--- start ---

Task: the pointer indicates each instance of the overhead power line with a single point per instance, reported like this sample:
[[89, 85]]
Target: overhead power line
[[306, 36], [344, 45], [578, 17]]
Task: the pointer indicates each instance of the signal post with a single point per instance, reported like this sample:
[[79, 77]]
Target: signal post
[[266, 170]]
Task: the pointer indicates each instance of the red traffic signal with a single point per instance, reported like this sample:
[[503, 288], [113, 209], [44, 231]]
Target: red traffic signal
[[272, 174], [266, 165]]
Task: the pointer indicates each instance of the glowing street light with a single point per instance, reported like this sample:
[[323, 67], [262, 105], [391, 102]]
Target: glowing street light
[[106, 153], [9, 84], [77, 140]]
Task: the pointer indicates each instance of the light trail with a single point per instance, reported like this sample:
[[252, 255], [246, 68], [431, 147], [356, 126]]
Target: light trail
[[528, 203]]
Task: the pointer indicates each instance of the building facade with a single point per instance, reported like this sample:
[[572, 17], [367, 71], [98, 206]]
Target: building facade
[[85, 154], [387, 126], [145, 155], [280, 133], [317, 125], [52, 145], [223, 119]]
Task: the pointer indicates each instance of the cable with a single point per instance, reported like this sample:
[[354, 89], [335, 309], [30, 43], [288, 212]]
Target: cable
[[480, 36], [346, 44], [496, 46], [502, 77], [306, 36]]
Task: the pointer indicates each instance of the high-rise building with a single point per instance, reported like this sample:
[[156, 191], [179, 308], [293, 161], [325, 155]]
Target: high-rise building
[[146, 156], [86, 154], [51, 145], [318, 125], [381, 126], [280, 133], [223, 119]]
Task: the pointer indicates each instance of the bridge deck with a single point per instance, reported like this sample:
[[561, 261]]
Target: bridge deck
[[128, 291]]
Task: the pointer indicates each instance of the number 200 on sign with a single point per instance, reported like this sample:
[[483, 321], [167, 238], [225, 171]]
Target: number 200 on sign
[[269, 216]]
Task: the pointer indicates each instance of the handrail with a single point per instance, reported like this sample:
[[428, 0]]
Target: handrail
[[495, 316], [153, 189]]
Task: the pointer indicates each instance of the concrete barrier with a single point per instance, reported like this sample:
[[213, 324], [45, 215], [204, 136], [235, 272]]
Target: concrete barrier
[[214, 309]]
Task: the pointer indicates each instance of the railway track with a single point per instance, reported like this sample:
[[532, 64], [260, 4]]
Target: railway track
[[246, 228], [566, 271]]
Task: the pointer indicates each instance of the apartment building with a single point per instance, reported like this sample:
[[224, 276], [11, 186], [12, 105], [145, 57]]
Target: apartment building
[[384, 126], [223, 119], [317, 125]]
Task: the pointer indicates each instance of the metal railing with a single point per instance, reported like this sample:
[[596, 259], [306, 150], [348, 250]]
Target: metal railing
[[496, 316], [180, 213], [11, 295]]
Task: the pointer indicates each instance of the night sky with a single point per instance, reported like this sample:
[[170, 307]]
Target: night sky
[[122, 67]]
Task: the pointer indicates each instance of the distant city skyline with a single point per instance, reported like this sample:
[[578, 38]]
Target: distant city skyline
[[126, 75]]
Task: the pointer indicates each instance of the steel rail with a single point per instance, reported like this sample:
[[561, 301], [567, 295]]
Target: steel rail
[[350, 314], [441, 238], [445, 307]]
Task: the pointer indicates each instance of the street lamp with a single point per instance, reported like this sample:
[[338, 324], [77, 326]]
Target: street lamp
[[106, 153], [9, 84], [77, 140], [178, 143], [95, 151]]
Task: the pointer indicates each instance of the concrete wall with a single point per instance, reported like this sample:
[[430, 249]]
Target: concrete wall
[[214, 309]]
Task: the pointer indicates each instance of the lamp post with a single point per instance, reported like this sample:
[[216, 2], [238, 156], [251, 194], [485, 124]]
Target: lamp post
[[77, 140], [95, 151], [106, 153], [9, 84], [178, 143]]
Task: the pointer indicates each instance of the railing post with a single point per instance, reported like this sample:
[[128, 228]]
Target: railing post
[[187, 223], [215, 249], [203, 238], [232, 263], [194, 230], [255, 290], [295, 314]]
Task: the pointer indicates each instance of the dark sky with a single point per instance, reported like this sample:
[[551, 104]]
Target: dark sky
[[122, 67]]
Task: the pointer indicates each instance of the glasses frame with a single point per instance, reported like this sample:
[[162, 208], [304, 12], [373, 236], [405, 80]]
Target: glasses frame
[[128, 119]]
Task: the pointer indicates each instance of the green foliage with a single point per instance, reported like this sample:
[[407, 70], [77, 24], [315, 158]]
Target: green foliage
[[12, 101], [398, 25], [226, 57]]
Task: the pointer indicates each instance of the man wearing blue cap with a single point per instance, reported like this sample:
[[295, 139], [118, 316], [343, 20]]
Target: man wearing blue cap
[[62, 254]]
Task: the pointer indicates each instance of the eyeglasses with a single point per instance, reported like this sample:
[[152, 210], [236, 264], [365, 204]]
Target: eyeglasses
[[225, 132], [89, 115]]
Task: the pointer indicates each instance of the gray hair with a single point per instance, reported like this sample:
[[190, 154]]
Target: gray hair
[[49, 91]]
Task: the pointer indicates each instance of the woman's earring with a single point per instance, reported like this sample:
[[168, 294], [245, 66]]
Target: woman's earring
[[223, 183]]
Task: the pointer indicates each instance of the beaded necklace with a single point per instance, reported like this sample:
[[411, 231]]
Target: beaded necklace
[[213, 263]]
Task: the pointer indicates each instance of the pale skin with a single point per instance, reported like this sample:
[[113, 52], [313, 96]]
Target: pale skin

--- end ---

**Problem description**
Swap every occurrence of "single point" in the lines above for "single dot", and reproduce all the lines with nothing else altered.

**Output below**
Task: the pointer indicates each instance of the overhead power line with a single dot per instance, reported like this sample:
[[89, 85]]
Target: overhead power line
[[306, 36], [344, 45], [578, 17]]
Task: the pointer indicates each instance of the signal post with a single dot per instance, reported like this sample:
[[79, 77]]
Target: signal post
[[266, 170]]
Task: the pointer indicates each instance of the red traffic signal with a single dot per instance, reported like this sample:
[[503, 288], [113, 209], [44, 231]]
Target: red traffic signal
[[272, 174], [266, 165]]
Task: the pointer indicates each instance of the glowing street light with a single dot per instance, reported like this sample:
[[323, 67], [262, 105], [391, 102]]
Target: glowing street light
[[106, 153], [9, 84], [77, 140]]
Task: the pointer indicates each instance of the light trail with a single dot per instance, reported like this sample:
[[252, 255], [246, 68], [431, 147], [356, 126]]
Target: light trail
[[528, 203]]
Task: the pointer indicates each instance of the building facade with a single dot per instance, reported like this sample:
[[572, 17], [367, 71], [98, 206]]
Target: building facade
[[85, 154], [387, 126], [145, 155], [280, 133], [317, 125], [52, 145], [223, 119]]
Task: the pointer indicates each instance of the cable with a single dot per instance, reported like this sample:
[[354, 89], [335, 309], [30, 43], [288, 212]]
Target: cable
[[480, 36], [346, 44], [496, 46], [502, 77], [306, 36]]
Task: the pointer indicates each instance of the high-rise building with a single dot per instance, reported like this sample:
[[156, 191], [179, 308], [293, 161], [325, 155]]
Target: high-rise building
[[146, 156], [86, 154], [51, 145], [318, 125], [381, 126], [280, 133], [223, 119]]
Task: the pointer indicates each instance of the bridge deck with a single dot per instance, reported like this sample:
[[561, 261]]
Target: bridge deck
[[128, 291]]
Task: the pointer indicates each instance of the number 200 on sign with a single dot per instance, reported like this sample:
[[483, 321], [167, 238], [225, 171]]
Target: number 200 on sign
[[269, 216]]
Task: the pointer indicates each instance of the handrail with a single dot per instance, reported like this sample:
[[428, 0]]
Target: handrail
[[495, 316], [153, 189]]
Task: the pointer indicates each instance of the concrete barrier with a single dot per instance, reported like this sample:
[[213, 324], [45, 215], [204, 136], [235, 272]]
Target: concrete barrier
[[214, 309]]
Task: the pointer indicates each instance of the railway track with a single dot per instance, reported like this sample:
[[532, 64], [260, 4]]
Target: railway track
[[246, 228], [566, 271]]
Task: the pointer indicates each instance of the apartment building with a single dot per instance, reported like this sample:
[[224, 276], [11, 186], [12, 105], [145, 57]]
Target: apartment building
[[384, 126], [223, 119], [317, 125]]
Task: the pointer indicates each instance of the metal railing with a single dot per instance, reported like this sample:
[[596, 259], [306, 150], [348, 250]]
Target: metal railing
[[496, 316], [180, 213], [11, 295]]
Task: the pointer indicates each instance of the night sky with a single dot per instance, reported like this sample:
[[170, 307]]
Target: night sky
[[122, 67]]
Task: the pointer indicates each instance of the distant city skyline with a single dot per instance, reported like this sample:
[[578, 38]]
Target: distant city skyline
[[126, 75]]
Task: the pointer indicates each instance of the steel rail with a single dot per instance, reported like this sample:
[[561, 301], [567, 295]]
Target: steel rail
[[350, 314], [441, 238], [445, 307]]
Task: the pointer indicates each instance of the street lamp with a single dot per instance, reported like this sample:
[[338, 324], [77, 326]]
Target: street lamp
[[106, 153], [9, 84], [77, 140], [178, 143], [95, 151]]
Task: the pointer indicates each instance of the concrete wall with a single dot per instance, reported like this sample:
[[430, 249]]
Target: concrete wall
[[214, 309]]
Task: the pointer indicates each instance of the lamp post with a single dot per instance, reported like this sample:
[[216, 2], [238, 156], [251, 194], [485, 124]]
Target: lamp post
[[77, 140], [95, 151], [106, 153], [9, 84], [178, 143]]
Task: the pointer indicates each instance of the railing post with a single dot per instance, reported like this sample:
[[128, 228]]
Target: railing post
[[187, 223], [215, 249], [203, 238], [232, 263], [194, 230], [255, 290], [295, 314]]
Task: the pointer indicates each instance of the dark sky with a single dot per instance, reported like this sample:
[[551, 104]]
Target: dark sky
[[122, 67]]
Task: the pointer indicates each instance of the glasses frame with a single dot per instance, reported like this sample:
[[162, 208], [304, 12], [373, 236], [405, 80]]
Target: glasses frame
[[128, 119]]
Task: the pointer indicates each instance of the green foliage with a single dot per instance, reported like this sample:
[[407, 70], [77, 24], [315, 158]]
Target: green foliage
[[12, 101], [398, 25], [226, 57]]
Task: the pointer indicates each instance of the man wearing blue cap with a single dot per instance, reported like this sample:
[[295, 139], [118, 316], [343, 20]]
Target: man wearing blue cap
[[62, 254]]
Task: the pointer indicates each instance of the eyeglasses with a single dot per instance, reported like this sample:
[[152, 210], [236, 264], [365, 204]]
Target: eyeglasses
[[225, 132], [89, 115]]
Task: the pointer indicates each instance of the gray hair with a single dot per instance, reported like this sample:
[[190, 154]]
Target: gray hair
[[49, 91]]
Task: the pointer indicates each instance of the woman's earring with a single dot per instance, reported like this sample:
[[168, 294], [245, 66]]
Target: woman's earring
[[223, 183]]
Task: the pointer indicates each instance of the beaded necklace with a single dot per instance, reported like this sample:
[[411, 231]]
Target: beaded necklace
[[213, 263]]
Task: the pointer indicates each instance of the pale skin with a single dot per instance, reported like this sample:
[[113, 52], [313, 96]]
Target: pale skin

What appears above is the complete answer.